Raw records
--- begin ---

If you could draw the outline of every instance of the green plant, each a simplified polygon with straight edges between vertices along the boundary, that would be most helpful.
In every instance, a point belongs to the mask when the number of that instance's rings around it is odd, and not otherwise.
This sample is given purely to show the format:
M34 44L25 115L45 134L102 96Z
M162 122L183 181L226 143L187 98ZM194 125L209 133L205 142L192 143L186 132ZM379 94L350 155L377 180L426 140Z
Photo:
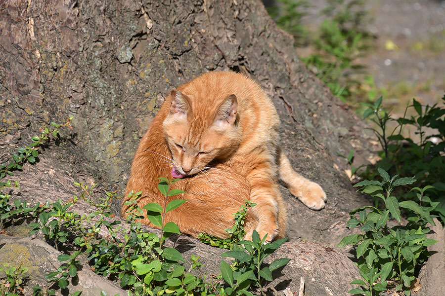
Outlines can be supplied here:
M27 271L28 268L22 267L21 264L15 267L3 263L0 267L0 272L4 272L5 277L0 279L0 296L23 295L22 285L26 276L25 273Z
M7 174L13 175L12 171L14 170L21 170L22 166L27 161L31 164L36 162L36 157L39 156L40 148L48 144L50 141L49 135L52 135L53 137L56 138L59 135L60 128L67 127L72 128L69 125L72 119L73 116L70 117L63 124L51 122L51 125L54 129L48 129L47 127L41 129L40 135L33 137L33 142L29 146L19 148L17 153L12 154L12 159L8 164L0 165L0 179L4 178Z
M245 200L244 204L241 206L239 210L233 214L235 216L235 222L231 228L224 229L229 234L230 237L223 239L210 235L207 233L199 233L199 239L204 244L210 245L221 249L232 250L233 245L242 240L246 235L244 231L244 222L246 220L247 210L257 204L251 200Z
M347 227L358 227L362 232L344 237L338 245L357 246L357 266L364 281L352 282L362 285L362 288L352 289L350 293L372 296L374 292L386 290L387 280L393 279L399 283L397 290L403 289L405 294L409 295L409 287L415 278L415 268L428 258L426 247L436 242L427 238L426 233L429 231L427 223L434 225L431 212L439 203L432 202L424 195L431 186L414 189L420 192L423 204L421 200L419 204L412 200L399 202L392 195L395 189L412 184L415 179L399 178L397 175L390 178L381 168L378 172L382 181L365 180L355 186L361 187L361 192L381 199L385 208L365 206L352 211ZM389 227L388 222L391 217L401 222L402 208L408 216L409 222L404 226Z
M272 272L287 264L287 258L277 259L268 266L264 264L264 259L281 246L287 238L281 238L268 244L264 244L267 235L261 239L258 233L254 230L252 241L242 240L234 245L232 251L221 254L223 257L235 259L234 269L224 261L221 263L221 273L229 287L224 290L227 295L245 295L252 296L247 291L251 284L258 287L263 295L266 295L263 287L267 281L273 279Z
M445 96L442 100L445 102ZM434 189L430 191L430 198L439 203L434 213L444 224L445 183L442 176L445 174L445 155L443 153L445 149L445 108L437 104L424 107L413 99L412 104L405 109L404 115L395 119L383 109L382 102L381 97L374 104L369 104L363 113L363 117L369 118L377 126L373 131L382 150L379 152L381 159L375 167L369 167L362 177L373 179L377 175L377 169L381 168L391 174L415 176L415 186L432 186ZM407 115L413 109L414 114ZM390 122L396 123L395 127L390 129ZM417 139L404 136L405 130L412 128ZM427 130L429 131L428 134ZM413 200L416 198L416 193L404 190L399 196L400 200Z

--- end ---

Stated problem
Rewrite the records with "green plant" replaced by "leafy plant" and everything else unchanged. Leave the pictures out of your answer.

Exercise answer
If you could draw the outline of every instance of the leafy plant, each a simplified polygon with straight edges between vertices along the boundary, that would be most helpful.
In every instance, a point belongs to the mask when the number of that instance's rings around it is odd, and not otherwise.
This sample is given purely to show the format:
M34 44L25 115L45 134L102 96Z
M162 122L183 181L226 143L187 98ZM194 125L209 133L205 142L192 143L186 132ZM379 94L350 155L377 180L426 140Z
Photo:
Outlines can be supplied here:
M27 271L28 268L22 267L21 264L15 267L3 263L0 267L0 272L4 272L5 277L0 279L0 296L23 295L22 285L26 276L25 273Z
M7 174L13 175L12 171L14 170L21 170L22 166L27 161L31 164L36 162L36 157L39 156L40 148L48 144L50 141L49 135L52 135L53 137L56 138L59 135L60 128L67 127L72 128L69 125L72 119L73 116L70 117L63 124L51 122L51 125L54 129L48 129L47 127L41 129L40 135L33 137L33 142L29 146L19 148L17 153L12 154L12 159L8 164L0 165L0 179L4 178Z
M245 200L244 204L241 206L239 210L233 214L235 216L235 222L231 228L224 229L229 234L230 237L223 239L210 235L207 233L199 233L199 239L204 244L210 245L221 249L232 250L233 245L242 240L246 235L244 231L244 222L246 220L247 210L257 204L251 200Z
M347 227L358 227L362 232L344 237L338 245L357 246L357 266L364 281L352 282L362 285L362 288L352 289L350 293L372 296L374 292L386 290L387 280L393 279L399 283L397 290L403 289L405 294L409 295L409 287L415 278L415 268L428 258L426 247L436 242L427 238L426 233L429 231L427 223L434 225L431 212L439 203L432 202L424 195L431 186L414 189L420 192L423 204L421 200L419 204L412 200L399 202L392 195L395 189L412 184L415 179L399 178L397 175L390 178L381 168L378 172L382 181L365 180L355 186L361 187L361 192L381 199L385 208L365 206L352 211ZM389 227L388 222L391 217L401 222L402 208L408 216L409 222L404 226Z
M272 272L287 264L287 258L277 259L268 266L264 264L264 259L281 246L287 238L281 238L268 244L264 244L267 235L261 239L258 233L254 230L252 241L242 240L234 245L232 251L221 254L223 257L235 259L234 269L224 261L221 263L221 273L229 287L224 290L227 295L245 295L252 296L247 291L251 284L258 287L263 295L266 295L263 287L267 281L273 279Z
M445 96L442 100L445 102ZM434 189L430 191L430 198L439 203L434 213L444 224L445 183L442 176L445 174L445 155L443 153L445 149L445 108L437 104L424 107L413 99L412 104L405 109L404 115L395 119L383 109L382 102L381 97L374 104L369 104L363 113L363 117L369 118L377 126L373 131L382 150L379 152L381 159L375 167L369 167L362 177L373 179L377 175L377 169L381 168L391 174L415 176L415 186L432 186ZM407 115L413 109L414 114ZM390 122L396 123L395 127L390 129ZM417 139L404 136L405 130L412 128ZM427 130L429 131L428 134ZM413 200L416 198L416 193L404 190L399 196L400 200Z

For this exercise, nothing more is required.